*The request*
Begin at the line that contains "point: gray weathered" and repeat every line from there to the end of the records below, inclusive, without adding any other line.
::::
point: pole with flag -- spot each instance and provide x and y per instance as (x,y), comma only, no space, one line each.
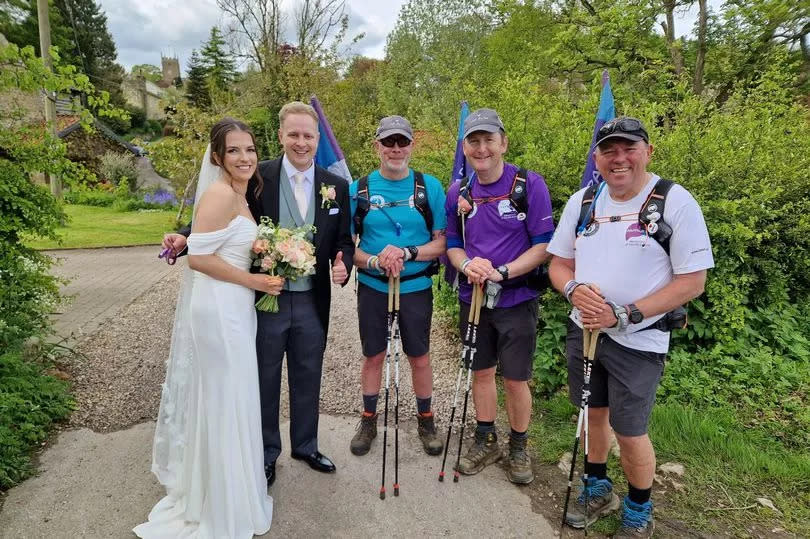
(606,112)
(329,155)
(459,161)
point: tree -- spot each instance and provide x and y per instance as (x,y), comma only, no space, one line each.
(217,61)
(93,46)
(147,71)
(257,25)
(197,90)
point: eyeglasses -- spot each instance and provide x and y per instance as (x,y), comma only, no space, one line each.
(624,125)
(402,142)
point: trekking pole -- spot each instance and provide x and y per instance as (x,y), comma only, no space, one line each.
(397,345)
(387,379)
(464,350)
(477,300)
(589,339)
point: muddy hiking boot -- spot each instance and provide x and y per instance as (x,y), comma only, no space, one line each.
(483,452)
(520,465)
(427,433)
(366,432)
(637,520)
(601,501)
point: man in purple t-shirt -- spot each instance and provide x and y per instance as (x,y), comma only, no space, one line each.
(503,245)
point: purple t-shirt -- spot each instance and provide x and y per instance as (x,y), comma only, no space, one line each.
(495,231)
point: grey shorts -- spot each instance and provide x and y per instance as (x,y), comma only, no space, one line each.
(622,379)
(415,313)
(506,335)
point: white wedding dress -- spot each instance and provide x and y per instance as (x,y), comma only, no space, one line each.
(213,470)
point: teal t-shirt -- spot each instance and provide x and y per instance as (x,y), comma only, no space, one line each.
(393,219)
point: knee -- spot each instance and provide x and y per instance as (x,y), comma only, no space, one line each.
(375,361)
(515,386)
(420,362)
(484,376)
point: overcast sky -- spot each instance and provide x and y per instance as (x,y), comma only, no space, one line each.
(145,29)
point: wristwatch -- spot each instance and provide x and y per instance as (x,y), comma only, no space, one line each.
(620,312)
(634,314)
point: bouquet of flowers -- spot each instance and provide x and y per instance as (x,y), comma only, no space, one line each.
(284,252)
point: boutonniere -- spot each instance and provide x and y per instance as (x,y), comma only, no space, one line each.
(328,196)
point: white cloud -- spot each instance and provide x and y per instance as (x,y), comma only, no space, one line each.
(146,29)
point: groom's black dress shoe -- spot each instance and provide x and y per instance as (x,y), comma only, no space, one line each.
(270,473)
(317,461)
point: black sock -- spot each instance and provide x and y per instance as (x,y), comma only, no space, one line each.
(596,469)
(370,403)
(423,405)
(519,435)
(638,495)
(485,427)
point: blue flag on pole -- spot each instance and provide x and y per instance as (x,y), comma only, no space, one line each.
(460,162)
(606,112)
(329,155)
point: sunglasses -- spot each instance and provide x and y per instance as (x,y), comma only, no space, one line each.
(624,125)
(402,142)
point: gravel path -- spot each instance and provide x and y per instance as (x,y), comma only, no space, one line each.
(119,375)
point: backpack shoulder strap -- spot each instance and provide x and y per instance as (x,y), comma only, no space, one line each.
(651,214)
(517,196)
(420,200)
(587,208)
(363,205)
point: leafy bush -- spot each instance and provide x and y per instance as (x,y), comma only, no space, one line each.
(116,167)
(30,402)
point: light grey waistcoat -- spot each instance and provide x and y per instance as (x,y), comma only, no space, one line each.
(290,217)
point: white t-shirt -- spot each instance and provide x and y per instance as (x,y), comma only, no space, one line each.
(625,262)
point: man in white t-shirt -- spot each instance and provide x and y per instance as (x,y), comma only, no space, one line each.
(623,274)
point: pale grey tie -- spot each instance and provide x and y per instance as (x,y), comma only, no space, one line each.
(300,194)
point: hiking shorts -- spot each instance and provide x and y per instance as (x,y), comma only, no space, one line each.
(622,379)
(415,313)
(506,335)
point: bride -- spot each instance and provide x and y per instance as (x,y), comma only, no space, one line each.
(208,440)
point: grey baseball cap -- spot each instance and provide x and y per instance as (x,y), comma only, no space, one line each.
(394,125)
(483,120)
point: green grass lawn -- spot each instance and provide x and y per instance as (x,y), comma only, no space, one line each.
(92,226)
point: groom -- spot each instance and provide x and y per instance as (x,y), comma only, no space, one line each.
(291,196)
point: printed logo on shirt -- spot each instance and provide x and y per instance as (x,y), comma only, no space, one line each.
(634,235)
(377,201)
(506,210)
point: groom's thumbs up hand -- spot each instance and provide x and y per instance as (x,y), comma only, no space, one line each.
(339,271)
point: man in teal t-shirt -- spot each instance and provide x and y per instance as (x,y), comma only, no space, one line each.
(396,238)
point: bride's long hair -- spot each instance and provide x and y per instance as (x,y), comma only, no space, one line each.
(219,132)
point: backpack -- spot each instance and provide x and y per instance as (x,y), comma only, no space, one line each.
(650,215)
(651,219)
(420,202)
(536,279)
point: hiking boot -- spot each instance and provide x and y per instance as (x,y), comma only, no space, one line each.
(601,500)
(483,452)
(520,465)
(427,433)
(366,431)
(637,520)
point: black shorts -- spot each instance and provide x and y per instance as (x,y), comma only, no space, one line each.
(415,312)
(622,378)
(507,335)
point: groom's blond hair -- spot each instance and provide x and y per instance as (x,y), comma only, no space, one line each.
(296,107)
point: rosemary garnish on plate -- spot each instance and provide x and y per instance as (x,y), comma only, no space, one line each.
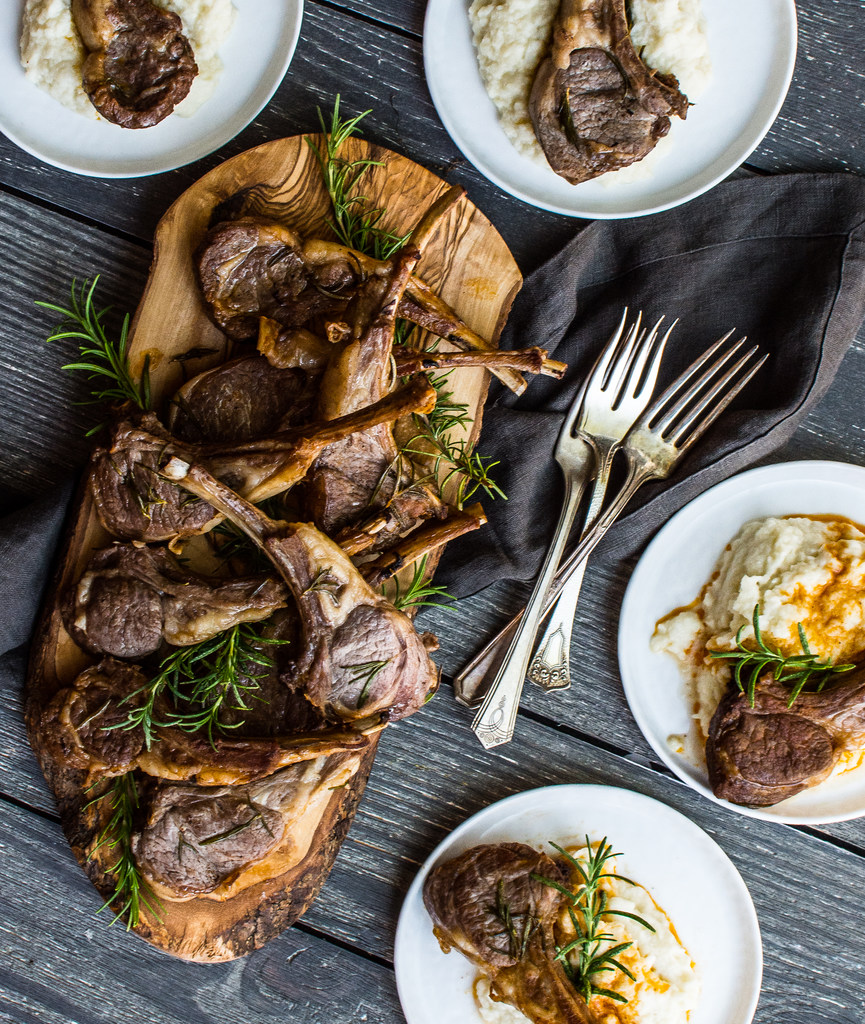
(794,672)
(131,891)
(205,680)
(100,356)
(586,956)
(421,595)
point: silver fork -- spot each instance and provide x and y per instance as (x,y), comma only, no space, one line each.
(609,411)
(615,377)
(653,448)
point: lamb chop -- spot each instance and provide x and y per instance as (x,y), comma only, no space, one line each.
(762,755)
(360,655)
(241,399)
(252,267)
(130,599)
(594,104)
(199,839)
(489,904)
(85,725)
(139,64)
(135,503)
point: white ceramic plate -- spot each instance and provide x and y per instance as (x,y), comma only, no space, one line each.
(672,572)
(255,57)
(685,870)
(752,47)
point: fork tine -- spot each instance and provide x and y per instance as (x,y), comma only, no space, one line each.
(641,381)
(597,373)
(699,428)
(683,389)
(622,358)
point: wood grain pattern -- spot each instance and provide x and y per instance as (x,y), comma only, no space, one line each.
(468,264)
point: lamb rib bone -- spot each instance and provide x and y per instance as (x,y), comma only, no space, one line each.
(130,599)
(361,656)
(134,503)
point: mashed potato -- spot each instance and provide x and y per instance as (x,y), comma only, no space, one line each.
(666,988)
(797,569)
(52,53)
(512,37)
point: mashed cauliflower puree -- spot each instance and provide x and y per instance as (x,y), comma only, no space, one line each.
(52,53)
(512,37)
(666,987)
(797,569)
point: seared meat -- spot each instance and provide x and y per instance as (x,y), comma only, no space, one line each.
(242,399)
(762,755)
(135,503)
(251,267)
(129,599)
(595,105)
(360,655)
(198,839)
(84,724)
(470,900)
(81,724)
(139,65)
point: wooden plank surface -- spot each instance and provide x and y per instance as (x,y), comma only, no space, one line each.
(60,963)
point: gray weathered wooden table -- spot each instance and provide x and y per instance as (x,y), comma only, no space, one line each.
(59,964)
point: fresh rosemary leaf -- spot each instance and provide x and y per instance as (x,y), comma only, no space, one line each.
(795,672)
(584,957)
(205,680)
(421,595)
(131,891)
(105,361)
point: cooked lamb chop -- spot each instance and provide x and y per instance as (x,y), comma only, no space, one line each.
(762,755)
(595,105)
(198,840)
(135,503)
(139,65)
(487,904)
(302,280)
(360,655)
(252,267)
(130,599)
(241,399)
(84,726)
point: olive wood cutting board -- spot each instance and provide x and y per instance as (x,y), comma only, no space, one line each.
(467,262)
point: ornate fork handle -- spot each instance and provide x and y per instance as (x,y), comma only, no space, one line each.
(496,718)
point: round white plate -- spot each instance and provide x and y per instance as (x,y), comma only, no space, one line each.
(672,572)
(685,870)
(255,56)
(752,68)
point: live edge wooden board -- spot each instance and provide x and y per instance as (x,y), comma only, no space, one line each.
(467,263)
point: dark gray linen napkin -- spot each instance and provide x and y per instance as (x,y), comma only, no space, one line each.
(780,258)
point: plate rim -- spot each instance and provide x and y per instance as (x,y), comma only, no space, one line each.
(496,808)
(432,12)
(181,158)
(732,483)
::::
*Result*
point: gray weathered wooden table -- spot each instance and provide x and y per instance as (x,y), comma only, no space, one line each.
(59,964)
point: fresh rosemary leaf -- spot each instance and provide x and y per instance as (x,y), comma only, no space, one line each.
(795,672)
(584,957)
(205,680)
(421,595)
(131,891)
(105,361)
point: cooked lamb chop -- spot each instance and provide x and y per instance as (x,y), comma only, no space, one line each.
(762,755)
(595,105)
(198,840)
(135,503)
(139,65)
(487,904)
(302,280)
(360,655)
(252,267)
(130,599)
(241,399)
(84,726)
point: olive wood cutting board -- spot each instance and provide x and y per instance as (x,y), comma only, no space, one line each.
(467,262)
point: ornate fork handle -- spot each instance and provide x and y per instance as (x,y), comma only, no space, one line each.
(496,718)
point: round white plate -- spot each instance and provide x and y per instance as (x,y), comma only, no space, one line each.
(672,572)
(685,870)
(255,56)
(752,68)
point: live edge wooden board -- spot each instance and provide x and y per instance as (x,y), comma only, no space, one line each.
(467,263)
point: dark gray linen napkin -- spot each instance and provide x and y per instance as (x,y), comma only, no space, one line each.
(780,258)
point: plate rim -- spot each instance and provide x and y per instance as (x,y), comma only, no space, one line each.
(496,808)
(432,12)
(181,158)
(732,483)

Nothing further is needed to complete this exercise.